*Text excerpt*:

[Math] Gradient of the TV norm of an image

linear algebranormed-spaces

Context:

I am trying to implement an algorithm for X-ray image reconstruction called ADS-POCS that minimizes the TV norm as well as reconstructs the image. After separating the reconstruction into 2 steps, namely data reconstruction and TV norm minimization, the second part is solved by a steepest descend. The image is a 3D image (relevant for the TV-norm).

Problem:

The paper defines $\vec{f}$ as a $1\times N_i$ vector of voxels. Later, defines the operator $\nabla_{\vec{f}}$ as

$\nabla_{\vec{f}} Q(\vec f)=\sum_{i} \frac{\partial}{\partial f_i} Q(\vec f) \vec \delta_i$,

being $\delta_i$ 1 in the $i$ voxel and 0 elsewhere.

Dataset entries

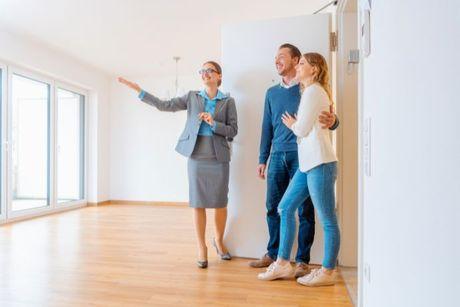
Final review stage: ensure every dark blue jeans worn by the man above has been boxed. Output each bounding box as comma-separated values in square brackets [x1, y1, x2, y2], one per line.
[266, 151, 315, 263]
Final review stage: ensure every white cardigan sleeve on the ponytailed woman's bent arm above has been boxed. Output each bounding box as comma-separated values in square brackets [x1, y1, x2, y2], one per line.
[291, 85, 322, 138]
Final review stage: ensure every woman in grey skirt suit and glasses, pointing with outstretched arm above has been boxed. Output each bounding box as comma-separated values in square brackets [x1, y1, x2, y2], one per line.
[118, 61, 238, 268]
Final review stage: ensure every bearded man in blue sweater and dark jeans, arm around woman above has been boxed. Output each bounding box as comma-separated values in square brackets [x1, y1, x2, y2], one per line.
[249, 44, 338, 278]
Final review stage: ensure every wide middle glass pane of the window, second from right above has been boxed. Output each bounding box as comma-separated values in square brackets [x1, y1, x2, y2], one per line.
[11, 75, 50, 211]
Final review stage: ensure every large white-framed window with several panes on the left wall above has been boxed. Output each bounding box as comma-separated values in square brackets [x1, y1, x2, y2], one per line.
[0, 63, 87, 221]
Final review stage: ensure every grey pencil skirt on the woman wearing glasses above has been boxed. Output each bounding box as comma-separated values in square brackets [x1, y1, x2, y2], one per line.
[187, 137, 229, 208]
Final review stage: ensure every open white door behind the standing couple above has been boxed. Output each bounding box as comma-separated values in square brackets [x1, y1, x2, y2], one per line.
[222, 14, 331, 263]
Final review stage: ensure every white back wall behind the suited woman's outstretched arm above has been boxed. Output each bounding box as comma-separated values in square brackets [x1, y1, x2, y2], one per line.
[110, 74, 201, 202]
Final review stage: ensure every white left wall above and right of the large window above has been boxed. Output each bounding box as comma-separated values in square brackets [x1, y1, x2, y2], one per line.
[0, 28, 109, 202]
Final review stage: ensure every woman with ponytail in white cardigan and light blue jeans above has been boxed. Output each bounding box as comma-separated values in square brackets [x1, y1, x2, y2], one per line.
[258, 53, 340, 286]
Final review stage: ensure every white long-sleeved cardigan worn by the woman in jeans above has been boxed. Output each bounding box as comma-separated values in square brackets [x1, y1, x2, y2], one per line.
[291, 83, 337, 172]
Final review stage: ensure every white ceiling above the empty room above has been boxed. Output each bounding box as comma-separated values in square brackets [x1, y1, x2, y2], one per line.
[0, 0, 329, 76]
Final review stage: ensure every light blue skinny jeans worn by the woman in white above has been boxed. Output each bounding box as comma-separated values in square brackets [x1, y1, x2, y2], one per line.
[278, 162, 340, 269]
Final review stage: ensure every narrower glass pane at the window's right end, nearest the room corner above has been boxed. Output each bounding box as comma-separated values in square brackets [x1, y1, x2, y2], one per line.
[57, 89, 84, 203]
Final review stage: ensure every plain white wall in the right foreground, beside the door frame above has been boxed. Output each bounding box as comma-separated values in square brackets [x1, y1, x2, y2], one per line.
[361, 0, 460, 307]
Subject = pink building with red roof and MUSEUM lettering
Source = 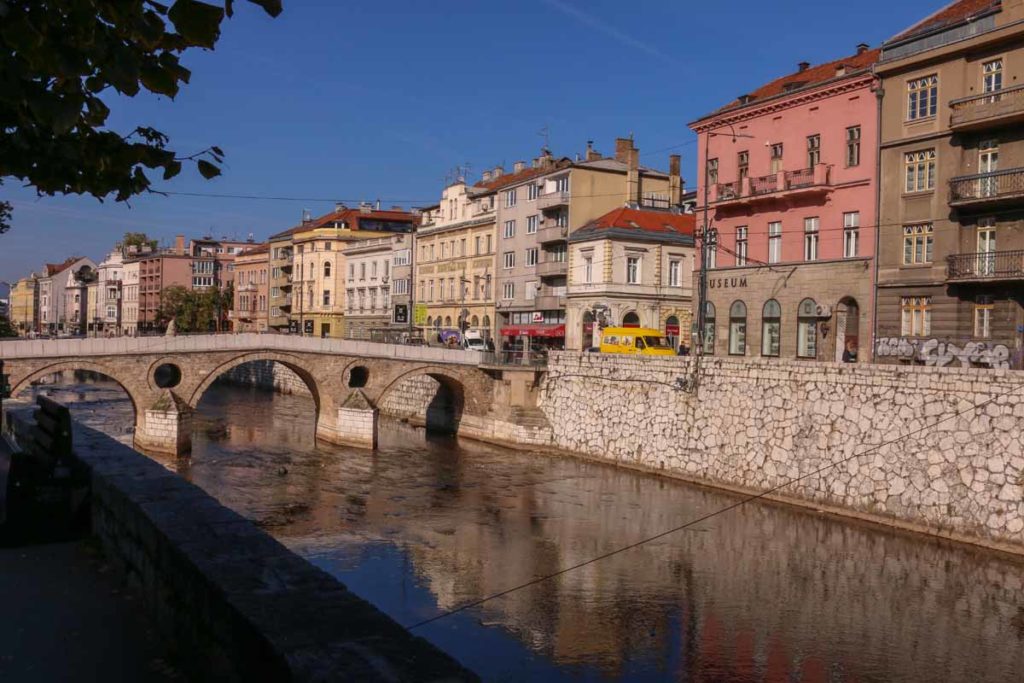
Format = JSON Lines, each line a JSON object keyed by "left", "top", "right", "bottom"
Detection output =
{"left": 690, "top": 45, "right": 879, "bottom": 361}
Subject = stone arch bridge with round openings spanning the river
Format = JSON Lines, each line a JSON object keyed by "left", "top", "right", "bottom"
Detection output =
{"left": 0, "top": 334, "right": 539, "bottom": 455}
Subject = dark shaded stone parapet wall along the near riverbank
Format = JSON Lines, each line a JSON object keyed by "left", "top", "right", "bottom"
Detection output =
{"left": 5, "top": 401, "right": 478, "bottom": 682}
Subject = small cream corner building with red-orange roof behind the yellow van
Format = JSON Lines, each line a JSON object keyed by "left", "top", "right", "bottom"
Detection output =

*What this task involves*:
Extract the passage from the text on the gradient of the TV norm, from "The paper defines" up to and including "and 0 elsewhere.".

*Task output*:
The paper defines $\vec{f}$ as a $1\times N_i$ vector of voxels. Later, defines the operator $\nabla_{\vec{f}}$ as

$\nabla_{\vec{f}} Q(\vec f)=\sum_{i} \frac{\partial}{\partial f_i} Q(\vec f) \vec \delta_i$,

being $\delta_i$ 1 in the $i$ voxel and 0 elsewhere.